▶ [Segmentation dataset records]:
——————
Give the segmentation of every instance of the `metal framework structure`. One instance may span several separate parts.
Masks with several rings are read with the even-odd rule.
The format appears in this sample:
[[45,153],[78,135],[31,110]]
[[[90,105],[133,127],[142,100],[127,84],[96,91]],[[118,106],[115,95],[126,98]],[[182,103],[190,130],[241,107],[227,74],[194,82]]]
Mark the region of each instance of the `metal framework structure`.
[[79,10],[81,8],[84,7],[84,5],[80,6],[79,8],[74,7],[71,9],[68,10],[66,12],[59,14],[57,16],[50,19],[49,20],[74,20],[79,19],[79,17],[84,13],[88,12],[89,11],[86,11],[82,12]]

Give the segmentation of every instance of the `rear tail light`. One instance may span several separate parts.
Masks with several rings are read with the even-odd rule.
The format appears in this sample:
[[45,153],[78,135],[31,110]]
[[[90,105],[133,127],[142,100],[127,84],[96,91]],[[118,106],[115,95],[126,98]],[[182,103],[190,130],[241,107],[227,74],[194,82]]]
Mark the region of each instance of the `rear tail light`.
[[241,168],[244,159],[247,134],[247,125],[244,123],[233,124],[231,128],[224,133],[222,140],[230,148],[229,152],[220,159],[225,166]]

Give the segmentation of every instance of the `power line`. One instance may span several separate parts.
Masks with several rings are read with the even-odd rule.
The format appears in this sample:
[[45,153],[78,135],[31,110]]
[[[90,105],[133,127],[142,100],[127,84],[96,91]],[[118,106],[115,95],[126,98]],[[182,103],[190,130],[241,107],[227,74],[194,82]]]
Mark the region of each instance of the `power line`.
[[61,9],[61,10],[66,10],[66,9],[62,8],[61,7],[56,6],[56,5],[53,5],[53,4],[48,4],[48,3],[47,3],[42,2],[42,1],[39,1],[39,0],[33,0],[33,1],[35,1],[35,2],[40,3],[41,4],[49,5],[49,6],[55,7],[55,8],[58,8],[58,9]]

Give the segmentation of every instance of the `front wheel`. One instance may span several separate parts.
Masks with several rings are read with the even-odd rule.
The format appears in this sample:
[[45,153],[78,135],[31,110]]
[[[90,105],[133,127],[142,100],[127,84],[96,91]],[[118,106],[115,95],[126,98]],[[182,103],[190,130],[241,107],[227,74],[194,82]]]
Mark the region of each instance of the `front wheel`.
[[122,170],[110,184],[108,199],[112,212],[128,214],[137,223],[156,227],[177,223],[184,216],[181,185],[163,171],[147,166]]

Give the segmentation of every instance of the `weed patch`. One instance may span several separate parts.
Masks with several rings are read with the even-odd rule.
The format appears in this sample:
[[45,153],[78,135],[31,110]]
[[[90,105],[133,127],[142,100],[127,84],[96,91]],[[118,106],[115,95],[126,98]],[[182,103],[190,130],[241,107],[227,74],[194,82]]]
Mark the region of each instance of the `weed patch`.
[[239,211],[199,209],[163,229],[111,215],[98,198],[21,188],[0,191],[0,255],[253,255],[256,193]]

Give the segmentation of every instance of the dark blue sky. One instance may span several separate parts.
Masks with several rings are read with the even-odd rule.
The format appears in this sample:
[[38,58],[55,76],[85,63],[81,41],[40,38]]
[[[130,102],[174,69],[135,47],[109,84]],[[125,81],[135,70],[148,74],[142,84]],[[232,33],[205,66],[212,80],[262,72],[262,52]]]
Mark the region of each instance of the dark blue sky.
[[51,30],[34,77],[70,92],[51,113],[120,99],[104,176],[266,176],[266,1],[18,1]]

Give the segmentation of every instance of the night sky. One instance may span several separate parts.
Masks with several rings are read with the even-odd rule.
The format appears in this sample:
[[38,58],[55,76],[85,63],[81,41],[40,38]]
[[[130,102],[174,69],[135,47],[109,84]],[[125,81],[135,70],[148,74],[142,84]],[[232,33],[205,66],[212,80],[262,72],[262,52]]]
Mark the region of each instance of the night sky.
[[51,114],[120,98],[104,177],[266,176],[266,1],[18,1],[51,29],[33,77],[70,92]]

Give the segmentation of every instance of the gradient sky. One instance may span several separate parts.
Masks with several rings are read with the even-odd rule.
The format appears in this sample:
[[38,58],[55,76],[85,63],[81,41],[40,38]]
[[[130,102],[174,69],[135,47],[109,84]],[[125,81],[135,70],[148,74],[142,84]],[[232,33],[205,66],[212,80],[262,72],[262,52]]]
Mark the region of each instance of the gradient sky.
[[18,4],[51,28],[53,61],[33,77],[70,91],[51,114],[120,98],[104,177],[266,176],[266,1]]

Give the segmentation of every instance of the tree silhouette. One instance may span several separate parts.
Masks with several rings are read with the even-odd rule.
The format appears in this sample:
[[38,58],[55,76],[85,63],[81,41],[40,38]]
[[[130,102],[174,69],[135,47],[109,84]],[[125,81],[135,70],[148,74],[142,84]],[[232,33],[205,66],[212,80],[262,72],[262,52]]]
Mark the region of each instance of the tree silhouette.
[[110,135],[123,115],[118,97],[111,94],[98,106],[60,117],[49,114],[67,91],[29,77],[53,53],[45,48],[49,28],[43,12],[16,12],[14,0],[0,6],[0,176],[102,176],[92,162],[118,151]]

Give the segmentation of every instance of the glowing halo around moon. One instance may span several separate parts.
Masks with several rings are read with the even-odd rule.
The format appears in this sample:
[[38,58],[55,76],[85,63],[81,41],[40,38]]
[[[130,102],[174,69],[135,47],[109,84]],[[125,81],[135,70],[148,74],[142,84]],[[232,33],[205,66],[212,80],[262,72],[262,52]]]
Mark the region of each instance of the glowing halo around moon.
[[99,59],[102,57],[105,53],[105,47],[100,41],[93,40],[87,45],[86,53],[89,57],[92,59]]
——————
▶ [TASK REQUIREMENTS]: Duplicate every line of the listing above, word for word and number for number, with no changes.

▶ [CORRECT RESPONSE]:
Give the segmentation of every instance of the `metal framework structure`. One instance may span several separate parts.
Masks with several rings are read with the even-odd rule.
The format appears in this sample:
[[45,153],[78,135],[31,110]]
[[[90,105],[133,127],[142,100],[127,84],[96,91]],[[118,106],[115,95],[126,98]],[[182,103],[190,130],[241,107],[227,74],[194,82]]]
Mark the region of each instance of the `metal framework structure`.
[[79,10],[81,8],[84,7],[84,5],[80,6],[79,8],[74,7],[71,9],[68,10],[66,12],[59,14],[57,16],[50,19],[49,20],[74,20],[79,19],[79,17],[84,13],[88,12],[89,11],[86,11],[82,12]]

Give the segmentation of every instance of the `rear tail light`. One instance may span several separate parts.
Masks with several rings are read with the even-odd rule.
The format appears in this sample:
[[45,153],[78,135],[31,110]]
[[[90,105],[133,127],[142,100],[127,84],[96,91]],[[118,106],[115,95],[126,98]],[[182,103],[190,130],[241,107],[227,74],[194,82]]]
Mark the region of each instance of the `rear tail light`.
[[241,168],[244,159],[247,134],[247,125],[244,123],[233,124],[231,128],[224,133],[222,140],[230,148],[229,152],[220,159],[225,166]]

Give the segmentation of every instance of the `power line`. One instance may span several separate parts.
Masks with several rings are read with the even-odd rule.
The format appears in this sample:
[[45,153],[78,135],[31,110]]
[[[90,105],[133,127],[142,100],[127,84],[96,91]],[[118,106],[115,95],[126,98]],[[182,103],[190,130],[241,107],[227,74],[194,82]]]
Mark the region of each instance of the `power line`.
[[61,9],[61,10],[66,10],[66,9],[62,8],[61,7],[56,6],[56,5],[53,5],[53,4],[48,4],[48,3],[47,3],[42,2],[42,1],[39,1],[39,0],[33,0],[33,1],[35,1],[35,2],[40,3],[41,4],[49,5],[49,6],[55,7],[55,8],[58,8],[58,9]]

Give the segmentation of every instance of the `front wheel`. One instance may span several separate parts.
Masks with several rings are read with the even-odd rule.
The format appears in this sample:
[[45,153],[78,135],[31,110]]
[[[90,105],[133,127],[142,100],[127,84],[96,91]],[[118,106],[115,95],[126,98]],[[182,103],[190,130],[241,107],[227,74],[194,82]]]
Mark the region of each instance of the `front wheel`.
[[122,170],[110,184],[108,199],[112,212],[128,214],[137,223],[156,227],[177,223],[184,216],[181,185],[163,171],[147,166]]

Give the segmentation of every instance of the `weed patch`. One instance may span several separate parts.
Masks with several rings are read with the even-odd rule.
The format appears in this sample:
[[45,153],[78,135],[31,110]]
[[[90,105],[133,127],[142,100],[127,84],[96,91]],[[118,106],[115,95],[126,98]],[[182,103],[190,130],[241,107],[227,74],[194,82]]]
Mark the region of each instance of the `weed patch`.
[[239,211],[199,209],[163,229],[111,215],[98,198],[21,188],[0,191],[0,255],[253,255],[256,193]]

Give the segmentation of every instance of the dark blue sky. One instance may span several separate parts.
Masks with several rings are read with the even-odd rule.
The format appears in this sample:
[[38,58],[55,76],[85,63],[81,41],[40,38]]
[[[130,102],[174,69],[135,47],[109,84]],[[125,81],[135,70],[148,74],[142,84]],[[232,33],[205,66],[212,80],[262,72],[262,52]]]
Mark the region of each instance of the dark blue sky.
[[51,30],[34,77],[70,92],[51,113],[120,99],[104,176],[266,176],[266,1],[18,1]]

Give the segmentation of every instance of the night sky. One instance may span several separate parts.
Masks with several rings are read with the even-odd rule.
The format appears in this sample:
[[38,58],[55,76],[85,63],[81,41],[40,38]]
[[[130,102],[174,69],[135,47],[109,84]],[[125,81],[135,70],[148,74],[142,84]],[[232,33],[205,66],[212,80],[262,72],[262,52]]]
Mark the region of each instance of the night sky.
[[51,114],[120,98],[104,177],[266,176],[266,1],[18,1],[51,29],[33,77],[70,92]]

Give the segmentation of every instance of the gradient sky. One instance may span several separate parts.
Masks with several rings are read with the even-odd rule.
The format appears in this sample:
[[38,58],[55,76],[85,63],[81,41],[40,38]]
[[[130,102],[174,69],[135,47],[109,84]],[[125,81],[135,70],[148,74],[142,84]],[[232,33],[205,66],[212,80],[262,72],[262,52]]]
Mark the region of each instance of the gradient sky.
[[18,4],[51,28],[53,61],[33,77],[70,91],[51,114],[120,98],[104,177],[266,176],[266,1]]

Give the segmentation of every instance of the tree silhouette. One instance may span several separate parts.
Masks with several rings are read with the even-odd rule.
The format appears in this sample:
[[38,58],[55,76],[85,63],[81,41],[40,38]]
[[[130,102],[174,69],[135,47],[109,84]],[[125,81],[135,70],[148,74],[142,84]],[[232,33],[205,66],[212,80],[262,72],[262,52]]]
Mark the region of each instance of the tree silhouette.
[[110,135],[123,115],[118,97],[111,94],[98,106],[60,117],[49,114],[67,91],[29,77],[53,53],[45,48],[49,28],[43,12],[16,12],[14,0],[0,6],[0,176],[102,176],[92,162],[118,151]]

Give the segmentation of every instance of the glowing halo around moon. One instance may span several separate parts.
Masks with several rings are read with the even-odd rule.
The format appears in this sample:
[[38,58],[55,76],[85,63],[81,41],[40,38]]
[[[130,102],[174,69],[135,47],[109,84]],[[125,81],[135,70],[148,74],[142,84]],[[232,33],[205,66],[212,80],[262,72],[262,52]]]
Mark the region of each instance of the glowing halo around moon.
[[99,59],[102,57],[105,53],[105,47],[100,41],[93,40],[87,45],[86,53],[89,57],[92,59]]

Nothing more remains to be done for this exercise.